SUPPLIED DATA –
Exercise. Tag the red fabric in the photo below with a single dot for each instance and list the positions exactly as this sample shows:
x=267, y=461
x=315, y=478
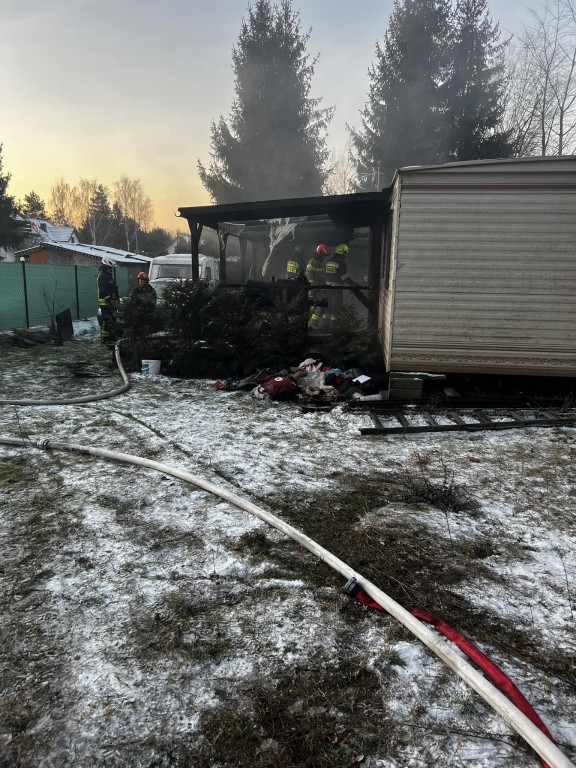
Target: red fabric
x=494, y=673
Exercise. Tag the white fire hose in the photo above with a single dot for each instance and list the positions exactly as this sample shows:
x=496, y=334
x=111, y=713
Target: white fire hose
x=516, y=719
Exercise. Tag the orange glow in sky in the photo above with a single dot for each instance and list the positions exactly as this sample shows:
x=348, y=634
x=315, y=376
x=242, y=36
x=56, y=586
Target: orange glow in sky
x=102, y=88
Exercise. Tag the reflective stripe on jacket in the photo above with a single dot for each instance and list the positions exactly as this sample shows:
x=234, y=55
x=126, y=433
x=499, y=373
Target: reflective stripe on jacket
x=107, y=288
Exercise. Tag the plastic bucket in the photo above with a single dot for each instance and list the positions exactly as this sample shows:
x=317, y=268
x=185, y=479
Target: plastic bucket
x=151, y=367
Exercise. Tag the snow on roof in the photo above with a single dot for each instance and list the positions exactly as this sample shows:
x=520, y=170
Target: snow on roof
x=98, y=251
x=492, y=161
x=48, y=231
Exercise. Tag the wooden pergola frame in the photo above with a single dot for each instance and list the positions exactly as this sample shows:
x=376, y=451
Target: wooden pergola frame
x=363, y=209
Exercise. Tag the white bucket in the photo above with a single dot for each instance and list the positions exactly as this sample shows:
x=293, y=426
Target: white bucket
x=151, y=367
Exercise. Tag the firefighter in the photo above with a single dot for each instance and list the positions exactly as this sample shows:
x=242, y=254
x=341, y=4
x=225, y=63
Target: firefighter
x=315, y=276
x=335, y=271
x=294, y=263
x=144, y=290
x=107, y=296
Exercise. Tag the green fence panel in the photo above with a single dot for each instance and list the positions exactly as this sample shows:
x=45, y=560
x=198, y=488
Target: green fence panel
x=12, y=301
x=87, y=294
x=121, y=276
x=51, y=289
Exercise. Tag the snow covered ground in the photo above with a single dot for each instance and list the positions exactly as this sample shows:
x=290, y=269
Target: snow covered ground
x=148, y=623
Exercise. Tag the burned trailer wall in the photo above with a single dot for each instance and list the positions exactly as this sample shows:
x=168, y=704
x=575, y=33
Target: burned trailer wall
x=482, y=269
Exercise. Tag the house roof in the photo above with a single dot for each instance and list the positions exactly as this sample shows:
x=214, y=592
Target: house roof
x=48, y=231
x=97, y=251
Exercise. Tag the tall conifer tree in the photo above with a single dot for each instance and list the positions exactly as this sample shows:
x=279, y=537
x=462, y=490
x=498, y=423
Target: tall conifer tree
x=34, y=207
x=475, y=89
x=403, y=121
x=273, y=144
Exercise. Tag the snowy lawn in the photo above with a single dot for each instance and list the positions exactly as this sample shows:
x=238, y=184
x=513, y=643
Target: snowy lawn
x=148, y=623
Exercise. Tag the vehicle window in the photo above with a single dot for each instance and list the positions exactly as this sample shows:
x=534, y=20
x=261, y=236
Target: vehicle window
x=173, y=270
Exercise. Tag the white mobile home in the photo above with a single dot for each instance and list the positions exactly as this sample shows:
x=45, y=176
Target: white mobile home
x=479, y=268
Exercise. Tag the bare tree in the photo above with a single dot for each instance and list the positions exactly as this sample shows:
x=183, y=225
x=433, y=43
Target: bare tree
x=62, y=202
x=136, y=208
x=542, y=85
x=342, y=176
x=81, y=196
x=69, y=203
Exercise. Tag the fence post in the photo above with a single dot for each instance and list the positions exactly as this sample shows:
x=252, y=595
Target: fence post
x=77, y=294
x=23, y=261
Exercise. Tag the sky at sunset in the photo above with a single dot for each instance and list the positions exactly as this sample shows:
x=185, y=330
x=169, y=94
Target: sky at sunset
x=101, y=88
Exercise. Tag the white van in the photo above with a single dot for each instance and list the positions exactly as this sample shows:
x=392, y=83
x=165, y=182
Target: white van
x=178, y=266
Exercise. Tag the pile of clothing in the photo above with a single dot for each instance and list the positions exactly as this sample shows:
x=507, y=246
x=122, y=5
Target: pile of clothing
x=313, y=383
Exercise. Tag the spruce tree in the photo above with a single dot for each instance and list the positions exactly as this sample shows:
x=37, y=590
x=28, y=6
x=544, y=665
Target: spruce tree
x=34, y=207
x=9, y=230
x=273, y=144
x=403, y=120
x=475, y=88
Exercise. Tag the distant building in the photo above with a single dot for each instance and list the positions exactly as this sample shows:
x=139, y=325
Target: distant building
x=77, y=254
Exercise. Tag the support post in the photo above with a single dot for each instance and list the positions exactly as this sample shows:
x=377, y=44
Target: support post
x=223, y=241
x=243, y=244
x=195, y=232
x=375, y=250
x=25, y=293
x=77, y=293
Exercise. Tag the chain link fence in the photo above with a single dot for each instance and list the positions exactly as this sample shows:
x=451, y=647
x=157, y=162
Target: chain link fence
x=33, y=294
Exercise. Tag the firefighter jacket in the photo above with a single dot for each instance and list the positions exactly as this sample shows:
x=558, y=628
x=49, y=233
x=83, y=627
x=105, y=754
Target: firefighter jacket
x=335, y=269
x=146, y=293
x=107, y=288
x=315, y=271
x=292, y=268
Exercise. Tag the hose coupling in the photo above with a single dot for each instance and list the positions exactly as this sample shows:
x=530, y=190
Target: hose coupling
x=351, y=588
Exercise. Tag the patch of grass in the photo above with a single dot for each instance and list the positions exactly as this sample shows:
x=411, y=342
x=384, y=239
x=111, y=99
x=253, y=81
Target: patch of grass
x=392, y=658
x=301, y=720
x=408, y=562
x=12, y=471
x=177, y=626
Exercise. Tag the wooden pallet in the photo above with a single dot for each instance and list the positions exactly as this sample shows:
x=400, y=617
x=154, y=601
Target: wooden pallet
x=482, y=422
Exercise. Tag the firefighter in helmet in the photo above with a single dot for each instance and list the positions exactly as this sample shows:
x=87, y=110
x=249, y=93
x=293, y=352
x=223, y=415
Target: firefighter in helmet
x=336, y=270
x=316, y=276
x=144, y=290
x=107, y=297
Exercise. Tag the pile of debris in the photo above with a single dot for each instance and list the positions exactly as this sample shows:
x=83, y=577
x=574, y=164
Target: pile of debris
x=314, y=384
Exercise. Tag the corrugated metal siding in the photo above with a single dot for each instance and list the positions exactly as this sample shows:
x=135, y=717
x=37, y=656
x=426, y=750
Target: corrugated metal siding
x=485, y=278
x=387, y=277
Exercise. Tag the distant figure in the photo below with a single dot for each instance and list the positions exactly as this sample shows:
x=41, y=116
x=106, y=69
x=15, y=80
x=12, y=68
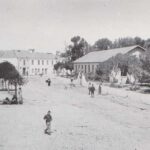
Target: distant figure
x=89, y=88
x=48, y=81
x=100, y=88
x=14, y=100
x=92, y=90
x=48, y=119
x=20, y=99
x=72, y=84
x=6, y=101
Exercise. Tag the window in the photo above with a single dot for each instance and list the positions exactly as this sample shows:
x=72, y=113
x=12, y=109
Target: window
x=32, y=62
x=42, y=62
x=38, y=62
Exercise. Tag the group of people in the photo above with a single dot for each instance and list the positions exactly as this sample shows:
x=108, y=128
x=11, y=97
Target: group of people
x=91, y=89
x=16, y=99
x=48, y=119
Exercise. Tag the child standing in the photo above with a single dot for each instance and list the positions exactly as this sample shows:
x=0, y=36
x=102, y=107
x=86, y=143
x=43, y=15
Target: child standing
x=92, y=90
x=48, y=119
==
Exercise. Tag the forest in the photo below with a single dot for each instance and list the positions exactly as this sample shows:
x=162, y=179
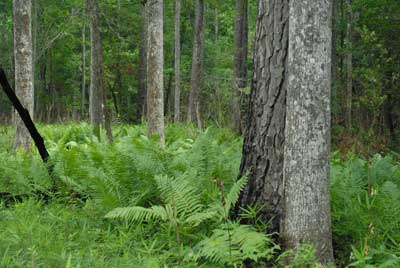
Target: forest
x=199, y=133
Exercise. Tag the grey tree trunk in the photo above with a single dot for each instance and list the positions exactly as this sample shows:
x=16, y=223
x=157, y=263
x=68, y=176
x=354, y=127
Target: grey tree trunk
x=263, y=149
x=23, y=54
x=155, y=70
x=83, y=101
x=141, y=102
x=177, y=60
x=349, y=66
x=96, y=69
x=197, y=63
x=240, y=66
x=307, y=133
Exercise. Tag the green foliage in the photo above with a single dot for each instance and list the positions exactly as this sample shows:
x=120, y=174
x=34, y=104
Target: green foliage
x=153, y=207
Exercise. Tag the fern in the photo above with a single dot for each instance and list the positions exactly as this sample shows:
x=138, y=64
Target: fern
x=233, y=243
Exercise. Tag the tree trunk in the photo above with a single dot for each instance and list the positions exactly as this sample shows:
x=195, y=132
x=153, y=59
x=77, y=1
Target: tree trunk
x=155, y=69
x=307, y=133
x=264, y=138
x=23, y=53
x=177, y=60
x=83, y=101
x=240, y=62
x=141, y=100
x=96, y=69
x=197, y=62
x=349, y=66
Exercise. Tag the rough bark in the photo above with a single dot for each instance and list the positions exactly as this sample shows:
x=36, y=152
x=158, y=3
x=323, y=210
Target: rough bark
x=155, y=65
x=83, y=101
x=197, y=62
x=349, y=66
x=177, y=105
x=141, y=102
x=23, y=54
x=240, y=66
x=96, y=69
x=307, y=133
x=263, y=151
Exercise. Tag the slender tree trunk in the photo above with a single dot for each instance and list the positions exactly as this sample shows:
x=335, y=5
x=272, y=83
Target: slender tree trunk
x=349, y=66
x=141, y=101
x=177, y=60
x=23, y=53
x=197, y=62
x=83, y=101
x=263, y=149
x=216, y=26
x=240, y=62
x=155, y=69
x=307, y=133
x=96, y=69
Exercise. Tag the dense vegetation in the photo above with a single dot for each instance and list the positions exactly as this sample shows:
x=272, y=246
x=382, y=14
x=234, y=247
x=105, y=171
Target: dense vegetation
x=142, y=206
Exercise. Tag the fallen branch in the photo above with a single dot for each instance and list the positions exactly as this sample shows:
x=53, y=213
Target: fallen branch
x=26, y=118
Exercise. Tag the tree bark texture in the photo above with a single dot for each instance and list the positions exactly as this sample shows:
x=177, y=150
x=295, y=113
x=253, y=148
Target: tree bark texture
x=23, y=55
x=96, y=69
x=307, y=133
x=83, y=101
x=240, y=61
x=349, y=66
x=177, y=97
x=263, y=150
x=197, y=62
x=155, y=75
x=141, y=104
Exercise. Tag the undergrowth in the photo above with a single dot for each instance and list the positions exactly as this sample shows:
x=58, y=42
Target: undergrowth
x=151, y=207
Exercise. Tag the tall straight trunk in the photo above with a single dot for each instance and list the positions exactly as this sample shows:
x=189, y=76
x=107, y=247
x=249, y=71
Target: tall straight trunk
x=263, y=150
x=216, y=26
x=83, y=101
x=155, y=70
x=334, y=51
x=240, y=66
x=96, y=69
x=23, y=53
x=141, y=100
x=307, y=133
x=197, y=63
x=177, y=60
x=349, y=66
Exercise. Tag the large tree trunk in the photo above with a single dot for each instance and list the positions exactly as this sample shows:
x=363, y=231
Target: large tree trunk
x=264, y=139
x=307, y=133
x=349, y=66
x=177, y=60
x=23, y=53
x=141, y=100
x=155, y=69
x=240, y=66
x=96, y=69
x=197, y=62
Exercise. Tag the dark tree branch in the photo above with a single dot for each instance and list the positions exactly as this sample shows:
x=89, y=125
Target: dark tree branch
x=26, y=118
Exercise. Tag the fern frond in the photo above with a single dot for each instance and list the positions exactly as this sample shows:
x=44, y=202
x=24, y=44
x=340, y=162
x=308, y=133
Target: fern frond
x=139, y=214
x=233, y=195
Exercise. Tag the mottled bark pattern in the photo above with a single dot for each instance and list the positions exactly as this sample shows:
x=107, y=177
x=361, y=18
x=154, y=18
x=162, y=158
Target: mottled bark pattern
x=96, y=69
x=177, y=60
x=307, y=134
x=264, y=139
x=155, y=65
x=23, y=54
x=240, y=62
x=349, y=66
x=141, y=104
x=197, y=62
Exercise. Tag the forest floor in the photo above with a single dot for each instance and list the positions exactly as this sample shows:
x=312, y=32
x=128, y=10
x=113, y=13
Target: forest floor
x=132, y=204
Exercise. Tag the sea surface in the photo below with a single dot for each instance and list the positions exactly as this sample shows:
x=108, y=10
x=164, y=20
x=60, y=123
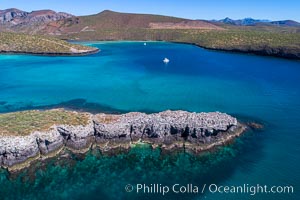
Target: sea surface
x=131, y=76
--
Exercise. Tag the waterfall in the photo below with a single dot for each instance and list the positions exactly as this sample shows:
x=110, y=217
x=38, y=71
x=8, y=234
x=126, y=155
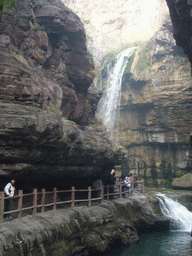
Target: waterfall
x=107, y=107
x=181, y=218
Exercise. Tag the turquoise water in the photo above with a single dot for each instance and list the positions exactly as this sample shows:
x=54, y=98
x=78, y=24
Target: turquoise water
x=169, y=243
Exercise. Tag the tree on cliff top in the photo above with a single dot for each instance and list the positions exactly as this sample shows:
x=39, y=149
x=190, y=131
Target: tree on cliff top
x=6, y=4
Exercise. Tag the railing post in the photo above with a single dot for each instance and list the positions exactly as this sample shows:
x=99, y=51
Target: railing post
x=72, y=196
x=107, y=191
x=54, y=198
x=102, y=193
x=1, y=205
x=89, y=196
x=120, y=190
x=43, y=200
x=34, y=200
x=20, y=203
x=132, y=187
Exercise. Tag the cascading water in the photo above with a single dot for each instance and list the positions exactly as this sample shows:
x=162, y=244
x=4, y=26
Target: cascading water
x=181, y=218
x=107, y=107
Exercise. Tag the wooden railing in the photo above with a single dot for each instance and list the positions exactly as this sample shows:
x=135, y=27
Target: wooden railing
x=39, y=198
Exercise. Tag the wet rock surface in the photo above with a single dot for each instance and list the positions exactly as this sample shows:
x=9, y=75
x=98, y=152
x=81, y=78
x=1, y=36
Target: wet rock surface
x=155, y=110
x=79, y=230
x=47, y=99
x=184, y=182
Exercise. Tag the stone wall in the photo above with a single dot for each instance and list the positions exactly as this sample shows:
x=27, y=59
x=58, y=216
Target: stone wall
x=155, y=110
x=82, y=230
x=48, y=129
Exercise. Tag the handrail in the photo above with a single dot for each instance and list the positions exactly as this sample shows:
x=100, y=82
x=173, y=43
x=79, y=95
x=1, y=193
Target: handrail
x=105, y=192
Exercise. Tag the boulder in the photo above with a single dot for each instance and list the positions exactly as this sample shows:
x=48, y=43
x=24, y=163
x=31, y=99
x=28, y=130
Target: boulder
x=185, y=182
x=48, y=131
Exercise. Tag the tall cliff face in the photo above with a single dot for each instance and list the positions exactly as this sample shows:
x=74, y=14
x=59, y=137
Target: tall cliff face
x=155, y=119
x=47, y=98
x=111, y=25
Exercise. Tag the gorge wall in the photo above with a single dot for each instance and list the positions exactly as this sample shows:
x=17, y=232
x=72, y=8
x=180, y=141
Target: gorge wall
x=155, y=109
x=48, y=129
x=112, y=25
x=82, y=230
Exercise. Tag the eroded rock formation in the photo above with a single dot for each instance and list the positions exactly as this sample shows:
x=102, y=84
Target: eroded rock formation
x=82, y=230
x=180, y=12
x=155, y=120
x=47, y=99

PROBLEM DETAILS – Write down again, exactly as given, only the lines above that fall from the line with "Target: patch of grass" to the line with "x=223, y=415", inclusive.

OUTPUT FOR THIS EXERCISE –
Target: patch of grass
x=392, y=658
x=301, y=720
x=408, y=562
x=12, y=471
x=177, y=626
Exercise. Tag the wooden pallet in the photo above with a single dot for each instance and list the positions exactly as this sample shows:
x=400, y=617
x=154, y=601
Target: wooden pallet
x=482, y=422
Exercise. Tag the firefighter in helmet in the photo above with a single dot for each instance and list the positions exactly as this sample shows:
x=87, y=110
x=249, y=93
x=293, y=352
x=223, y=415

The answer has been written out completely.